-- LISTING start --
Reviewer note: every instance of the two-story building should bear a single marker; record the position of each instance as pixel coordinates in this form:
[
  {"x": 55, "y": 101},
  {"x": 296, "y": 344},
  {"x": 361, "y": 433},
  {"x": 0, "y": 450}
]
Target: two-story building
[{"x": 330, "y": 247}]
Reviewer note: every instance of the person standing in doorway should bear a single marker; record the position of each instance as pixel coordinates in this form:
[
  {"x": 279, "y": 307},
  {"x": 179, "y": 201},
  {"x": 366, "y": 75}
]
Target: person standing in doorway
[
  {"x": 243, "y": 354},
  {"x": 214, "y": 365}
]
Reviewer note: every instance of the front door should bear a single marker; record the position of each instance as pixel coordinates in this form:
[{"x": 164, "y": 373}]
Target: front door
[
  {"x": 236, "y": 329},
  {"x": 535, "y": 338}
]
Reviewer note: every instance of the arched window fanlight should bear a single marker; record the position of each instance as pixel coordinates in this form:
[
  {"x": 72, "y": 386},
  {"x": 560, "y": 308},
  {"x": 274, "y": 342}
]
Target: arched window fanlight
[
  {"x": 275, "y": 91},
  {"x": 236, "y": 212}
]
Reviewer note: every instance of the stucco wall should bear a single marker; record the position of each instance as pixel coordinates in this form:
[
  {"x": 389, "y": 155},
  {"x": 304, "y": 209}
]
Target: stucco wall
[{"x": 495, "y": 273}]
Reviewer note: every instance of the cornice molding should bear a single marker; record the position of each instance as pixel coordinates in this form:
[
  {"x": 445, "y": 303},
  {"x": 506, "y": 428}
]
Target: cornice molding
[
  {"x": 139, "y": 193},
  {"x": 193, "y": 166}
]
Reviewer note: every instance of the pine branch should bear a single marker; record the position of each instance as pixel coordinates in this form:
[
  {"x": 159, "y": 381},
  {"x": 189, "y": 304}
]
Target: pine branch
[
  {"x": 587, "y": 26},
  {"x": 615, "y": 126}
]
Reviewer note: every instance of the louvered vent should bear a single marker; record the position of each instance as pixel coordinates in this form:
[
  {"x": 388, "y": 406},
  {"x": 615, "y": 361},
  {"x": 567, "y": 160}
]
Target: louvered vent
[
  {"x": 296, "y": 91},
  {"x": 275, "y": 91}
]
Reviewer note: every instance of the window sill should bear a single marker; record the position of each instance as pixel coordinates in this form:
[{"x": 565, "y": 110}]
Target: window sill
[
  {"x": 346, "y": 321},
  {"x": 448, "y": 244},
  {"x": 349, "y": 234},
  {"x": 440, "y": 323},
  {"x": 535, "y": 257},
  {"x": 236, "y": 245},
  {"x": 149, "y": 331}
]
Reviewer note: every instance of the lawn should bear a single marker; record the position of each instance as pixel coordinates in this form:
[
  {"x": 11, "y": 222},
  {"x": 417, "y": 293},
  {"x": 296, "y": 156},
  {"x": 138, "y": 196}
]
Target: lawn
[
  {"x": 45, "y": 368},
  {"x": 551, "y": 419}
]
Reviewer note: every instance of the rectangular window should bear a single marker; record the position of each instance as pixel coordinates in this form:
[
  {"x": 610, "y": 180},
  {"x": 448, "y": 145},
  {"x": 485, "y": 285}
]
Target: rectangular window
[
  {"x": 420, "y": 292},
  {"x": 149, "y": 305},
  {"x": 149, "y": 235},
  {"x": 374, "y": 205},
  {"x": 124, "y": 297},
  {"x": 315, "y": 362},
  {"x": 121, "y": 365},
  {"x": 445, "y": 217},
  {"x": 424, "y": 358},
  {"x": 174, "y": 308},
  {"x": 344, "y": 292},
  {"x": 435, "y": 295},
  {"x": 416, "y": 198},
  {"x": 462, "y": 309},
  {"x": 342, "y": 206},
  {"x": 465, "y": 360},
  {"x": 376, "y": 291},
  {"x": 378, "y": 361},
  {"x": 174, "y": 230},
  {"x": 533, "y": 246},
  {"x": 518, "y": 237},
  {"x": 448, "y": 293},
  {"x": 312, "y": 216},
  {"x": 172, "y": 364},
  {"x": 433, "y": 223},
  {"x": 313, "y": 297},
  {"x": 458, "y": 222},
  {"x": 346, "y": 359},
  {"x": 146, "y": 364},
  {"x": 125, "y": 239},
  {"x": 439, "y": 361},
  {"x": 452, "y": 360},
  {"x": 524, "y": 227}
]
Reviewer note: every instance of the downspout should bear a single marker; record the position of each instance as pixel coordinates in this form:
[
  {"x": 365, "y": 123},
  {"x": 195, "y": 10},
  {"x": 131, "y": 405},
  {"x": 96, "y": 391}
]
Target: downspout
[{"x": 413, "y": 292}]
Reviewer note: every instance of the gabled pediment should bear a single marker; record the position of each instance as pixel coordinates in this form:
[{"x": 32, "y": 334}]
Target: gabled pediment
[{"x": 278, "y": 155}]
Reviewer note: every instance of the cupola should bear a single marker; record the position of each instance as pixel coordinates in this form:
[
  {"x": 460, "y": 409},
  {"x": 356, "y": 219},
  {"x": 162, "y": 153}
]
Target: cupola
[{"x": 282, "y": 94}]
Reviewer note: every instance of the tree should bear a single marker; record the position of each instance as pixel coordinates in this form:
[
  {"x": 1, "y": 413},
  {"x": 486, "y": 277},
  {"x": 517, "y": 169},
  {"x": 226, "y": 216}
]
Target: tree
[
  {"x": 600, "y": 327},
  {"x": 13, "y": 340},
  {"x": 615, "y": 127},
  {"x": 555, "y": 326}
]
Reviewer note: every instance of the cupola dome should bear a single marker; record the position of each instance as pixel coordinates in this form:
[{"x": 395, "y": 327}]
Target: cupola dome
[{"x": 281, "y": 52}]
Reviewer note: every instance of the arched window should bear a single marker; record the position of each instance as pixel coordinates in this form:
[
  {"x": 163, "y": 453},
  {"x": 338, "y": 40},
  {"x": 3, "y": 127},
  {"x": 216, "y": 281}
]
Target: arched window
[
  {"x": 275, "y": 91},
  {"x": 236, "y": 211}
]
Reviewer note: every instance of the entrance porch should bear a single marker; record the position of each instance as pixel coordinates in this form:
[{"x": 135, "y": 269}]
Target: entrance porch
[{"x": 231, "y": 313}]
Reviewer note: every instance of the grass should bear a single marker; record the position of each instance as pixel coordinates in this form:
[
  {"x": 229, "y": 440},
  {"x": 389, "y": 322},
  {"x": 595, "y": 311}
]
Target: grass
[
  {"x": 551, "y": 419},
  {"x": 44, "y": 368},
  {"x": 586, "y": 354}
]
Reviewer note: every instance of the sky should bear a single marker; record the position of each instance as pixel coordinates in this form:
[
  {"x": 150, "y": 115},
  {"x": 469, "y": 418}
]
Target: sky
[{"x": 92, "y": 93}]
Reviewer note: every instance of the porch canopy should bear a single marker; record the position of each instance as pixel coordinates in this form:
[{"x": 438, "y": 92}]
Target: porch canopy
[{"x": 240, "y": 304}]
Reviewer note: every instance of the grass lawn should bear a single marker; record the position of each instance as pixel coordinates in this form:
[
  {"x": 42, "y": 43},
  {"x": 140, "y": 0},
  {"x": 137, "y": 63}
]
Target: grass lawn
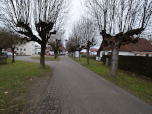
[
  {"x": 14, "y": 78},
  {"x": 48, "y": 58},
  {"x": 139, "y": 86}
]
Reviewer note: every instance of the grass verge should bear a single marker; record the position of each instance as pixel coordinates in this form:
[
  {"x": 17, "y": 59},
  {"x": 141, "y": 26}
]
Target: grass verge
[
  {"x": 14, "y": 78},
  {"x": 139, "y": 86},
  {"x": 48, "y": 58}
]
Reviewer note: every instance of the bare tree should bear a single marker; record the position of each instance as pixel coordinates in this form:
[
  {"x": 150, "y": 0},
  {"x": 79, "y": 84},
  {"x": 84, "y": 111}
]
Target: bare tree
[
  {"x": 119, "y": 21},
  {"x": 77, "y": 38},
  {"x": 88, "y": 33},
  {"x": 35, "y": 19}
]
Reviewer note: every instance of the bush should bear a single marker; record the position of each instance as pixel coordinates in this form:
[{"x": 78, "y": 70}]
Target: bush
[
  {"x": 137, "y": 64},
  {"x": 90, "y": 56}
]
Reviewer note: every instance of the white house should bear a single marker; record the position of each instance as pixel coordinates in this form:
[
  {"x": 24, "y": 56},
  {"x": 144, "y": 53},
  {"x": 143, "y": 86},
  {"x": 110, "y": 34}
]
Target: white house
[
  {"x": 141, "y": 48},
  {"x": 27, "y": 48},
  {"x": 37, "y": 49}
]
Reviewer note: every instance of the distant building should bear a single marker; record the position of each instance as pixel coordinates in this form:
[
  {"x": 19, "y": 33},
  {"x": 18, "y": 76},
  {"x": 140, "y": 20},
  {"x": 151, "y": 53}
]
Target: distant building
[
  {"x": 141, "y": 48},
  {"x": 28, "y": 48},
  {"x": 93, "y": 51},
  {"x": 37, "y": 49}
]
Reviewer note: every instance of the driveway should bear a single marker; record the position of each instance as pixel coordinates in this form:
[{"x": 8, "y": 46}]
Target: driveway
[{"x": 73, "y": 89}]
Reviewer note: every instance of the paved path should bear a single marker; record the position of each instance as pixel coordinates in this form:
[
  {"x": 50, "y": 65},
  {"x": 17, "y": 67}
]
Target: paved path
[{"x": 74, "y": 89}]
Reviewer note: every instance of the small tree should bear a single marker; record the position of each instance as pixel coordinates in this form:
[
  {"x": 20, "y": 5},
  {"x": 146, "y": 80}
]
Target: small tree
[
  {"x": 89, "y": 34},
  {"x": 34, "y": 19},
  {"x": 9, "y": 40},
  {"x": 77, "y": 38}
]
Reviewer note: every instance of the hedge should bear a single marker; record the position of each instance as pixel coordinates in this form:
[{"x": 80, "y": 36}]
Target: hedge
[
  {"x": 137, "y": 64},
  {"x": 90, "y": 56}
]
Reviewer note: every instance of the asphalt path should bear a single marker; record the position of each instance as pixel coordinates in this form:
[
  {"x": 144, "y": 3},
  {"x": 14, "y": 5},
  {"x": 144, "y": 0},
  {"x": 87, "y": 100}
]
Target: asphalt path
[{"x": 73, "y": 89}]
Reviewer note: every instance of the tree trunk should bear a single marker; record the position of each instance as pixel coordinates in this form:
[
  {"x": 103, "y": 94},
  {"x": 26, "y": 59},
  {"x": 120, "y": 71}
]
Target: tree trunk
[
  {"x": 87, "y": 56},
  {"x": 55, "y": 54},
  {"x": 12, "y": 55},
  {"x": 79, "y": 56},
  {"x": 0, "y": 51},
  {"x": 42, "y": 57},
  {"x": 74, "y": 54},
  {"x": 114, "y": 61}
]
-- LISTING end --
◆ **WHAT IS ASKED**
Reproduce verbatim everything from the line containing "Reviewer note: every instance of the tree trunk" up to and including the final line of the rows.

◆ **EXPECTED ANSWER**
Reviewer note: every instance of the tree trunk should bear a single marker; record the position of each instance as pixel coordinates in this form:
[
  {"x": 103, "y": 94},
  {"x": 26, "y": 59},
  {"x": 120, "y": 71}
]
Target: tree trunk
[
  {"x": 87, "y": 56},
  {"x": 55, "y": 54},
  {"x": 12, "y": 55},
  {"x": 79, "y": 56},
  {"x": 0, "y": 51},
  {"x": 42, "y": 57},
  {"x": 74, "y": 54},
  {"x": 114, "y": 61}
]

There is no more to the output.